In both spring and fall every year many homeschoolers are at least marginally thinking about testing of some sort in the upcoming year, and if you’re a momma of homeschooled high-schoolers, your head is already trying to figure out all the college-prep testing that may be required. At the very least, that often means “ACT prep” or “SAT prop”…
If that’s the case for you, then you’ll want to read on…and if that’s the case for someone you know…you’ll want to pass this on to them and suggest they read on.
This past spring, our 4th child needed to take the ACT to apply to the dual enrollment program at our local college. As part of his high-school plan, we had planned on him taking a series of classes his Junior and Senior year. This would not only help him allow him to take some more challenging classes, but also help him earn some college credit and serve as a transition when he leaves for college after high school.
He’d already completed the PSAT and always did well in his classes – even though I may be biased, you can tell he’s a pretty smart kid when you engage him in conversation…
‘Cept he had trouble with the ACT. To say the least…
And what I learned from that experience is that a wonderful math curriculum (whether it’s self-taught with a book, a live class or an online class) is a whole different thing than effective test preparation.

> **STATED GOAL**
In the post on homeschool test prep, copy the stretch from "He’d already completed" through "effective test preparation.", replacing "curriculum" with "textbook".

(Part of a data file)
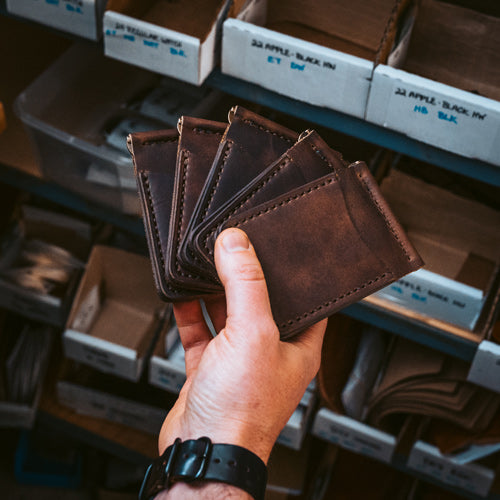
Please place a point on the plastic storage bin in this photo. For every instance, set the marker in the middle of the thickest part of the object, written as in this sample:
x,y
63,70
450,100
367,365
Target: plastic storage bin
x,y
79,112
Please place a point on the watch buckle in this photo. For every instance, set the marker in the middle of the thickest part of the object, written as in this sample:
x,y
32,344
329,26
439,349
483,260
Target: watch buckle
x,y
204,458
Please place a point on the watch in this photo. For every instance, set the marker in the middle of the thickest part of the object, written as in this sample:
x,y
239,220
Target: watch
x,y
201,460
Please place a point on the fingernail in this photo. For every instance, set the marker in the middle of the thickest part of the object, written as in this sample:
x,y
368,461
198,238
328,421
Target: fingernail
x,y
235,240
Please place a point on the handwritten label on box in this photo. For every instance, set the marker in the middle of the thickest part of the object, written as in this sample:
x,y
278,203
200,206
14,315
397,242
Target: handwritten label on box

> **THE RESPONSE**
He’d already completed the PSAT and always did well in his classes – even though I may be biased, you can tell he’s a pretty smart kid when you engage him in conversation…
‘Cept he had trouble with the ACT. To say the least…
And what I learned from that experience is that a wonderful math textbook (whether it’s self-taught with a book, a live class or an online class) is a whole different thing than effective test preparation.